* WHAT YOU ARE ASKED TO DO
Arrange every line of the items below as a Markdown table with the columns Row and Text, numbering each row and skipping blank lines. Leave the pictures out of your answer.

* DATASET ROWS
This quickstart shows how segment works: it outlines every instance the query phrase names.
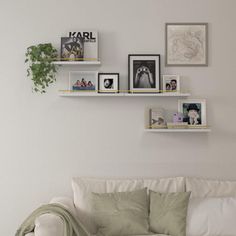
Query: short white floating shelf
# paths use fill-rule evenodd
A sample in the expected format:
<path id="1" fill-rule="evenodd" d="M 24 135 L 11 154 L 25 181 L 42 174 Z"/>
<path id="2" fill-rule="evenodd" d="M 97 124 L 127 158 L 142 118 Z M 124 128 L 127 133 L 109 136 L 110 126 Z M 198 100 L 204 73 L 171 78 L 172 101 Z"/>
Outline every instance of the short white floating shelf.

* TASK RESULT
| Row | Text |
|---|---|
| 1 | This quickstart shows how segment works: it outlines every instance the query phrase names. |
| 2 | Query: short white floating shelf |
| 3 | # paths use fill-rule evenodd |
| 4 | A sample in the expected format: |
| 5 | <path id="1" fill-rule="evenodd" d="M 24 135 L 11 154 L 25 181 L 42 174 Z"/> |
| 6 | <path id="2" fill-rule="evenodd" d="M 97 124 L 127 158 L 142 118 Z M 124 128 L 127 133 L 109 136 L 110 126 Z M 198 100 L 204 73 L 171 78 L 172 101 Z"/> |
| 7 | Outline every instance of the short white floating shelf. |